▶ _Aim_
Reproduce all the lines exactly as they stand, apart from the pictures.
--*--
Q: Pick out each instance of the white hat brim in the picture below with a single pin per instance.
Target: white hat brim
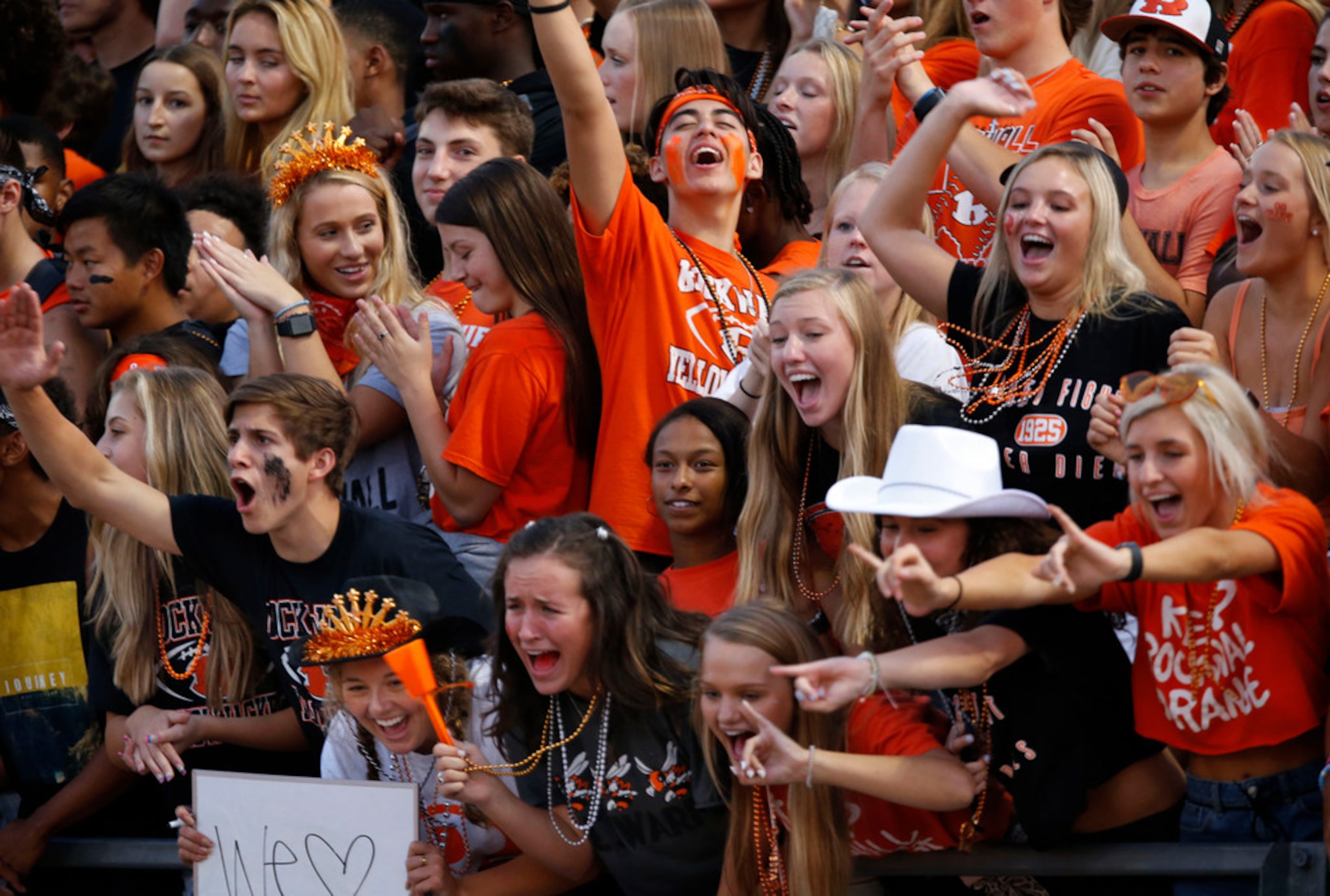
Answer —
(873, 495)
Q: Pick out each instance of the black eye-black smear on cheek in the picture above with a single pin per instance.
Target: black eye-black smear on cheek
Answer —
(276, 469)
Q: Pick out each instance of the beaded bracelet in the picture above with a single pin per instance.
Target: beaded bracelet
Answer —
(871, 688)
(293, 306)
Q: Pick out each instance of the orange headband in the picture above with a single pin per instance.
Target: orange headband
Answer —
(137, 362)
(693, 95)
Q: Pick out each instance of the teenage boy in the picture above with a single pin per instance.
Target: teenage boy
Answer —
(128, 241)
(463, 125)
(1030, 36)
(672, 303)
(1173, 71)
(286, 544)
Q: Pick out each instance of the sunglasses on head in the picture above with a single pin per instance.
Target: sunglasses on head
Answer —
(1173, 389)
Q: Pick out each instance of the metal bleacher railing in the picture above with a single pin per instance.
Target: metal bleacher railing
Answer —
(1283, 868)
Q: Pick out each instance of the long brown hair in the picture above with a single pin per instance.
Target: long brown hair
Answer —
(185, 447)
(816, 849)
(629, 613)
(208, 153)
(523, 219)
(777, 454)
--*--
▶ _Answer in full_
Q: Pick out each instance of the white hat brim in the picture below with a single pin per instance.
Target: white hat brim
Answer —
(873, 495)
Q: Pick out each instance of the black eye-black smear on cheek in the picture above with a single pin per instance.
Target: black eye-black smear on cheek
Answer —
(276, 469)
Q: Pick out each instance of the beaded bracelet in the picture above with a single pin per instance.
Target: beaded bracelet
Answer —
(871, 688)
(293, 306)
Q: Pick out each instance of the orange headband in the picture above with a single pin per instance.
Target: orange headband
Answer —
(137, 362)
(693, 95)
Q: Pick out each instance of the teenage boy in the picture above with a single pin per instance.
Target: teenage boy
Answer —
(128, 241)
(463, 125)
(1030, 36)
(672, 303)
(1173, 71)
(286, 544)
Q: Pick out each instance of the sunglasses on head in the picture above with a single pin per instance.
Target: sunglasses on head
Answer —
(1173, 389)
Q: Pick out each instance of the metal bleacher railing in the picture above with a single pin per instance.
Target: metal bleacher railing
Answer —
(1283, 868)
Q: Pick out each instance of the long brown hair in the picture above with a single pin per instance.
Target: long brown hair
Answer —
(185, 447)
(816, 849)
(629, 613)
(208, 153)
(523, 219)
(777, 454)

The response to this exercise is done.